#### Required actions:
a - From the blog post on the cath lab debate, copy everything from "The Nation's Health + life" down to "the money twice.".
b - In the blog post on the cath lab debate, why does Heart Hawk say a choice must be made between building more cath labs and preventing heart attacks? Answer in one to three sentences.
c - Go on with the blog post on the cath lab debate, starting after its final sentence.

#### Document extract:
===

The Nation's Health + life

Hospitals: Go to your corners

There's a heated debate being waged on the Heart Hawk Blog

Dr. Melissa Walton-Shirley authored an editorial entitled It Should Be the Right of All Americans to Have Primary Percutaneous-Based Intervention for Acute Coronary Syndrome .

Heart Hawk's response:

Dr. Walton-Shirley feels the best use of time, talent, and money is to build more cath labs and train more people in how to use them so that IF you have a heart attack, you stand a better chance of being pulled back from the brink of death. Unfortunately, you have to first let people get so sick that they are about to die. My position is to use those same resources to prevent such disasters from happening in the first place. Take your pick. You cannot spend the money twice.

I am no stranger to "direct angioplasty," meaning performing immediate coronary angioplasty (with stenting) for heart attack. Since 1990, I have personally performed hundreds, perhaps over a thousand of these procedures, particularly when I was younger and my practice was procedurally-focused. But, after a few years, I quickly recognized the futility of this approach. Yes, you might have aborted a heart attack ,perhaps even saved a life at the brink of death. But wouldn't it have been better to have prevented the entire episode in the first place?

===

#### Extracted material:
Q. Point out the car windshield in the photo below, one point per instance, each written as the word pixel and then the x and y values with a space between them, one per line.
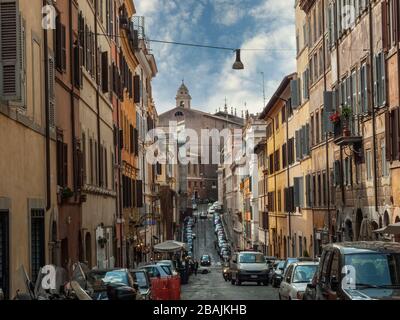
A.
pixel 375 269
pixel 116 277
pixel 141 279
pixel 304 274
pixel 251 258
pixel 167 269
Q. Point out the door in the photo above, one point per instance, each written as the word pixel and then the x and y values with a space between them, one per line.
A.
pixel 4 253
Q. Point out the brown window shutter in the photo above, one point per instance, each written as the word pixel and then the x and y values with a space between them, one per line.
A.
pixel 385 26
pixel 388 135
pixel 136 89
pixel 63 48
pixel 65 164
pixel 104 71
pixel 139 194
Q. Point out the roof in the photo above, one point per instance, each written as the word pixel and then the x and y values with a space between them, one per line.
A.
pixel 366 247
pixel 275 97
pixel 205 114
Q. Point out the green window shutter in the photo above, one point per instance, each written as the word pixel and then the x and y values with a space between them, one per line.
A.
pixel 294 89
pixel 383 78
pixel 10 51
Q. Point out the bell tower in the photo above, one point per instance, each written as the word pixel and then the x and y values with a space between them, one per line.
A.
pixel 183 98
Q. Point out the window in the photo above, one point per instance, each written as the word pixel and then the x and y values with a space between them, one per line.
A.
pixel 368 163
pixel 385 168
pixel 312 130
pixel 37 242
pixel 279 201
pixel 317 128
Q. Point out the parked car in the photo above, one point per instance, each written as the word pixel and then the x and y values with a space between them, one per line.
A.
pixel 276 274
pixel 295 280
pixel 142 278
pixel 116 284
pixel 358 271
pixel 158 270
pixel 171 265
pixel 248 266
pixel 205 260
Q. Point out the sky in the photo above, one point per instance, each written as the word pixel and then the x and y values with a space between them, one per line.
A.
pixel 264 25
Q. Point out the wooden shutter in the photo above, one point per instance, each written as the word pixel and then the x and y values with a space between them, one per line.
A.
pixel 385 25
pixel 294 89
pixel 388 137
pixel 51 90
pixel 104 71
pixel 136 89
pixel 383 78
pixel 10 51
pixel 139 194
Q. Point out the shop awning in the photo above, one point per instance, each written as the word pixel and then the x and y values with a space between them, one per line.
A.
pixel 390 229
pixel 170 246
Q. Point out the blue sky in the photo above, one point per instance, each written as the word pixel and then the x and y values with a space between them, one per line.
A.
pixel 253 24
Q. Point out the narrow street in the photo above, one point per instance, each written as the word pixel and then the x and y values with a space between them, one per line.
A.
pixel 212 286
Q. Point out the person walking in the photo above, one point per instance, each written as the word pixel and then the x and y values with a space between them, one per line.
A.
pixel 196 267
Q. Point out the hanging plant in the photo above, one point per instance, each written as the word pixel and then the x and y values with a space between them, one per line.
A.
pixel 346 112
pixel 102 242
pixel 335 117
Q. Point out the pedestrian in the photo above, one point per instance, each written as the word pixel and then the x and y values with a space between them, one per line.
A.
pixel 196 267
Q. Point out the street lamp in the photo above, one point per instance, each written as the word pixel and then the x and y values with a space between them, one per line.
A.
pixel 238 65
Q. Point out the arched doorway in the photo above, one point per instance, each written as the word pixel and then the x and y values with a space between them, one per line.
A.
pixel 386 220
pixel 359 219
pixel 397 236
pixel 88 249
pixel 284 247
pixel 348 230
pixel 374 225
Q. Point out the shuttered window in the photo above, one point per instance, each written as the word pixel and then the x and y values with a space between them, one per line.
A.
pixel 12 54
pixel 37 242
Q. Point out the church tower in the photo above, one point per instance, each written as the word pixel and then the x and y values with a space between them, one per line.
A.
pixel 183 98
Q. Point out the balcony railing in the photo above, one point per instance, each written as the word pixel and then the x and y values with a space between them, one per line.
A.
pixel 346 131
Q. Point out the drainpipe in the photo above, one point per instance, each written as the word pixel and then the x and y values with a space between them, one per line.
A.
pixel 97 95
pixel 72 101
pixel 328 198
pixel 47 120
pixel 371 53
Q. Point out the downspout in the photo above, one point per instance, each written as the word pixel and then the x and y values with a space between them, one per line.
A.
pixel 97 94
pixel 371 51
pixel 328 198
pixel 73 140
pixel 47 120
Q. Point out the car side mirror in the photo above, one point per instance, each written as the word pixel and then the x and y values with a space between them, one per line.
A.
pixel 311 286
pixel 334 283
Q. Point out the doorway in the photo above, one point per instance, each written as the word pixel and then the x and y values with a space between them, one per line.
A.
pixel 4 253
pixel 88 249
pixel 359 219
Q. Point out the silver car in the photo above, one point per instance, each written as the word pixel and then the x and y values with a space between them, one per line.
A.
pixel 295 280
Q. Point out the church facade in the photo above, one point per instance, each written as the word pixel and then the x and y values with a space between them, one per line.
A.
pixel 202 178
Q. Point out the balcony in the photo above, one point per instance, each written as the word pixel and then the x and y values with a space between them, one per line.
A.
pixel 346 132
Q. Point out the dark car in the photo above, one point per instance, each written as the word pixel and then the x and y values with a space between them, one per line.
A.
pixel 277 273
pixel 205 260
pixel 142 278
pixel 358 271
pixel 116 284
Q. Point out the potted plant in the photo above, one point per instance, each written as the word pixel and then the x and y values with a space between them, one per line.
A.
pixel 346 114
pixel 102 242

===

#### Responses:
a -
The Nation's Health + life

Hospitals: Go to your corners

There's a heated debate being waged on the Heart Hawk Blog

Dr. Melissa Walton-Shirley authored an editorial entitled It Should Be the Right of All Americans to Have Primary Percutaneous-Based Intervention for Acute Coronary Syndrome .

Heart Hawk's response:

Dr. Walton-Shirley feels the best use of time, talent, and money is to build more cath labs and train more people in how to use them so that IF you have a heart attack, you stand a better chance of being pulled back from the brink of death. Unfortunately, you have to first let people get so sick that they are about to die. My position is to use those same resources to prevent such disasters from happening in the first place. Take your pick. You cannot spend the money twice.

b - The same time, talent, and money would go either to more cath labs and training or to prevention. As the response puts it, "You cannot spend the money twice."

c -
In my mind, putting a cath lab on every corner, as Dr. Walton-Shirley suggests, is like having a fire truck on every street to prevent a house from burning down. It's an enormously expensive proposition that provides no incentive to prevent fires. Why not spend the money on preventing the fires?

Expanding access to cath lab procedures is putting the fox in the henhouse. Procedures yield money--big money--for hospitals and cardiologists. Guess what happens when you build facilities that exceed the need? Yes--the number of procedures grows, whether or not they were needed.

In my view, Dr. Shirley-Walton's opinions are symptomatic of the profit-driven, procedurally-focused quick-fixes that divert money that would be far better spent on effective dissemination of preventive practices.